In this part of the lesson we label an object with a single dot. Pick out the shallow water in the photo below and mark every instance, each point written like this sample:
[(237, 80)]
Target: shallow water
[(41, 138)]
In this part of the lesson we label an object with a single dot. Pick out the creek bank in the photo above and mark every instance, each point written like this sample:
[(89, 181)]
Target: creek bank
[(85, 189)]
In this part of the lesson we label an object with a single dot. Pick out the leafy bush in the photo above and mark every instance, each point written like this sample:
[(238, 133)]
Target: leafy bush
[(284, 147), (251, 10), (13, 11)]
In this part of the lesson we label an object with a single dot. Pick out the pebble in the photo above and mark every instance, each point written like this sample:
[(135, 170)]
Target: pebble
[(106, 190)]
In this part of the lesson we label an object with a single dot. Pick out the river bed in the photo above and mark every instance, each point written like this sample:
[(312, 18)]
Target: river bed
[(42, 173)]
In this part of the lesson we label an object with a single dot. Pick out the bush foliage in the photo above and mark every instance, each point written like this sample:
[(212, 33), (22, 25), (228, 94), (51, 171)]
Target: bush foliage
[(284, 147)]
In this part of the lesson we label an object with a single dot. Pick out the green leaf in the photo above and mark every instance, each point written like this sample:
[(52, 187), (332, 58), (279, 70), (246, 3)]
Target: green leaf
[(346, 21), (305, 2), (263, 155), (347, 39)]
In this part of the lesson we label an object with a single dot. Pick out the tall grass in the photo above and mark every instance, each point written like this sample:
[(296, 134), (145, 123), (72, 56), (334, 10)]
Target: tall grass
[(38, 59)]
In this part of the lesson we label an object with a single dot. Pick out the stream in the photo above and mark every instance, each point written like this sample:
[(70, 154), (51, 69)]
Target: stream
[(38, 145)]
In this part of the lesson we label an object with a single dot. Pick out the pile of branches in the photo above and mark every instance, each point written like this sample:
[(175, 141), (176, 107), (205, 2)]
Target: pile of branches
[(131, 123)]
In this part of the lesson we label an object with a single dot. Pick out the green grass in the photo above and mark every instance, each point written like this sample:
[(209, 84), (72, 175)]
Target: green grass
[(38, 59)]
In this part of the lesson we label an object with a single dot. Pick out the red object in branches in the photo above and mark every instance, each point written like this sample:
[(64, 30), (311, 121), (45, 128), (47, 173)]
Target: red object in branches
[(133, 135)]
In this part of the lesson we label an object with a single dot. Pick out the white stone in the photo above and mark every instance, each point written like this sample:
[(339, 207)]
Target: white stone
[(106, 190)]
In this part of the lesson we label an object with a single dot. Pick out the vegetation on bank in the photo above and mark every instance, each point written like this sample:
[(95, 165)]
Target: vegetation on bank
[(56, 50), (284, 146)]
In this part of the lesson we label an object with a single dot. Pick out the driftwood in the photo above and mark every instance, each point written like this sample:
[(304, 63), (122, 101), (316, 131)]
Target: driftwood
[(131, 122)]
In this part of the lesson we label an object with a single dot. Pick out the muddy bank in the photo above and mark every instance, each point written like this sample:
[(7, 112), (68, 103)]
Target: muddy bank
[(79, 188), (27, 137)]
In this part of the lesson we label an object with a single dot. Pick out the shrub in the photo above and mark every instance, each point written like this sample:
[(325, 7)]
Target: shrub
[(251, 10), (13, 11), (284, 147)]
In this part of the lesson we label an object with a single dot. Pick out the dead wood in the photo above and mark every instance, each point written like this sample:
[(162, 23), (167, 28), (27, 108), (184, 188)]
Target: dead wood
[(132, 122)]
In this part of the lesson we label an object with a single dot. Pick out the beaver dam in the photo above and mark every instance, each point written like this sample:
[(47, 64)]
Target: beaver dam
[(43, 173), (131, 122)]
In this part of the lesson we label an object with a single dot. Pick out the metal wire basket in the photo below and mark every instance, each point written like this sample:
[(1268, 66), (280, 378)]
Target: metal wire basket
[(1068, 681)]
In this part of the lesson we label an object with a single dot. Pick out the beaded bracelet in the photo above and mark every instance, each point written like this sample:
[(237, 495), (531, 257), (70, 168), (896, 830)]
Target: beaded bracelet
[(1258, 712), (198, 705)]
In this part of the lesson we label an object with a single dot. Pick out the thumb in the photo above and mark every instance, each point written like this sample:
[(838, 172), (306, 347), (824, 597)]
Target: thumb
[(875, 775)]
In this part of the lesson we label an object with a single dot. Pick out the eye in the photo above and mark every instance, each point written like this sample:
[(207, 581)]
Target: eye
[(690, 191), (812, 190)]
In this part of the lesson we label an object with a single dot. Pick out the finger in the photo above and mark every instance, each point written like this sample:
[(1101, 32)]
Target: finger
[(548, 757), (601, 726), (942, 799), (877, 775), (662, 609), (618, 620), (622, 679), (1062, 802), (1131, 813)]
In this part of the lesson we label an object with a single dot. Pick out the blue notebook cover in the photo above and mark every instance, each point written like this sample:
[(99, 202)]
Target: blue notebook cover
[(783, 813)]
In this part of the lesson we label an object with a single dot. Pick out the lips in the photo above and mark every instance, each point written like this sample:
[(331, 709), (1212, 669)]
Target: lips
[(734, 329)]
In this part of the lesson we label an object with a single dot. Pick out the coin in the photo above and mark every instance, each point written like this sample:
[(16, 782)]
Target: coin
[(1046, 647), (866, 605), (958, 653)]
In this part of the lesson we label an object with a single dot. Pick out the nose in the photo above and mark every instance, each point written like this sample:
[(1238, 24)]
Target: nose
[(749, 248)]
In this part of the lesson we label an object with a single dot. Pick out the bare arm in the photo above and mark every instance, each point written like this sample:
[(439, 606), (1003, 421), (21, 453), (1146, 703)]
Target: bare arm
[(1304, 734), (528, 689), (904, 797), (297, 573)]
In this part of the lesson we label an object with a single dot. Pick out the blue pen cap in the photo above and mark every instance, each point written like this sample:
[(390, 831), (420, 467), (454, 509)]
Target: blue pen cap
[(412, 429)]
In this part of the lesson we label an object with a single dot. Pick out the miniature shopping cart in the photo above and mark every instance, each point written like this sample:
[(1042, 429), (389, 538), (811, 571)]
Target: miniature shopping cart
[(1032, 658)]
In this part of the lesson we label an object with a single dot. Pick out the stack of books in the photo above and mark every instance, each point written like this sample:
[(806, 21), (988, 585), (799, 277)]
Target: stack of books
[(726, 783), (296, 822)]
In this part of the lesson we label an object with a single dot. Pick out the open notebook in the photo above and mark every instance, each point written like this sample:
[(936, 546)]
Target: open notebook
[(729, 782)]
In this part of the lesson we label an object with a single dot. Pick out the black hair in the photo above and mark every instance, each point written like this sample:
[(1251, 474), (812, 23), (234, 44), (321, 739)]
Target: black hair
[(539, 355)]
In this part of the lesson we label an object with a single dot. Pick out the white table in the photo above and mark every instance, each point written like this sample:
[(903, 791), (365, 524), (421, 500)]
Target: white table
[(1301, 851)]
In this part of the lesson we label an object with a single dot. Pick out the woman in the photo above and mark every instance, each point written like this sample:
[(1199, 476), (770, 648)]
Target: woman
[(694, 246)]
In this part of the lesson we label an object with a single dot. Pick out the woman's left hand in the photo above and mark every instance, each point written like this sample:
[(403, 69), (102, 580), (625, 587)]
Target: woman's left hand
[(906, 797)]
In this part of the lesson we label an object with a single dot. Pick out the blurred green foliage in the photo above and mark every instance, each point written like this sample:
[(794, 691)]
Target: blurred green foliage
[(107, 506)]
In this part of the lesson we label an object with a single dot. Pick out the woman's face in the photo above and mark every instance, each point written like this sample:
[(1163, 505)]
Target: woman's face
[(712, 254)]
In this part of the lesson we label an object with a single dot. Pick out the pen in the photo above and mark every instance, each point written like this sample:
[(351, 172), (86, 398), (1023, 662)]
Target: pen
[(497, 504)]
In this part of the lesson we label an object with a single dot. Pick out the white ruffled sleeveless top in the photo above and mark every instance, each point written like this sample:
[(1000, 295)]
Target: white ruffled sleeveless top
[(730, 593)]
_ _ _
* **What to do**
Going down from the first line of the entries above, restate each line word for word until the line holding "[(238, 133)]" is done.

* **Result**
In this part of the lesson we label an object with a single dot. Pick out the shallow water in the photo below and mark every instance, each point written like this sample:
[(237, 80)]
Target: shallow water
[(41, 138)]
In this part of the lesson we label an object with a single dot. Pick out the creek bank in the photo above and mark every instance, each point written like this sample:
[(89, 181)]
Target: creek bank
[(85, 189)]
In this part of the lesson we label an object with a single dot. Pick out the leafy bush in the photo above and mark every instance, each point written like this sample:
[(238, 133)]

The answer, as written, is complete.